**What to work on:**
Convert the items below, from the line containing "house in this photo." through the end of the items, into a two-column CSV with the columns "text" and "answer". Include only that range, with one row per item and each field in quotation marks, and replace any line breaks in a field with spaces.

Data entries
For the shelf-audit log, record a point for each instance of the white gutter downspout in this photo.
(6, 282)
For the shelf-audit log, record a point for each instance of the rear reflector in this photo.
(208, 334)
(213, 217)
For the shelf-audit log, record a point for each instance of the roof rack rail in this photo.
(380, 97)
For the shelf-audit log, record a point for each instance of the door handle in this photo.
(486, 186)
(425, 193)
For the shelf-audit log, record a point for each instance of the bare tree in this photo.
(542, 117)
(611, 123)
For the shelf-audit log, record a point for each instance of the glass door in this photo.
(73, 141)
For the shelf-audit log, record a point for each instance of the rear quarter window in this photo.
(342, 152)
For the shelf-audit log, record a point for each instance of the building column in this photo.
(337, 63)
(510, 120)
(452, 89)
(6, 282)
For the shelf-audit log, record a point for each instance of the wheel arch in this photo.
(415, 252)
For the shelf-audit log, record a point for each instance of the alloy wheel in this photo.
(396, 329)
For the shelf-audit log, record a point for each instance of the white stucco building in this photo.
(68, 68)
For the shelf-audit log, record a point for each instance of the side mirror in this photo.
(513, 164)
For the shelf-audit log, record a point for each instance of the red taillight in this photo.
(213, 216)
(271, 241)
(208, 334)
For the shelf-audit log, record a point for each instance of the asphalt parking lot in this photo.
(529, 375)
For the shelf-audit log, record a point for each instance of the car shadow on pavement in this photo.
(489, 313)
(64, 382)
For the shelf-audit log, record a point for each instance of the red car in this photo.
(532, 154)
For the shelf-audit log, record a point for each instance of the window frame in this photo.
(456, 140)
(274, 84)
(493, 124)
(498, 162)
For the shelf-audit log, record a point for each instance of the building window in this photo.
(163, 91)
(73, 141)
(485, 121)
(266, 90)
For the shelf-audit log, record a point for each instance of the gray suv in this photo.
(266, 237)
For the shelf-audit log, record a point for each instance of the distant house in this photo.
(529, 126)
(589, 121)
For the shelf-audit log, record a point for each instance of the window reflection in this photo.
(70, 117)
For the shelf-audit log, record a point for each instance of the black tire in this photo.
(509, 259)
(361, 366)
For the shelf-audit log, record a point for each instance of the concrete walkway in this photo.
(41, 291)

**Answer to this problem:**
text,answer
"For the shelf-audit log, record a point for each instance of the distant house in this photo.","(529, 126) (589, 121)"
"For the shelf-audit log, record a point for each instance of the window reflection in this photo.","(70, 117)"
"For the shelf-audit log, record a point for each instance of the black tire in this photo.","(509, 259) (361, 366)"
"For the shelf-audit log, record a point for each instance of the concrete walkway in this photo.","(41, 291)"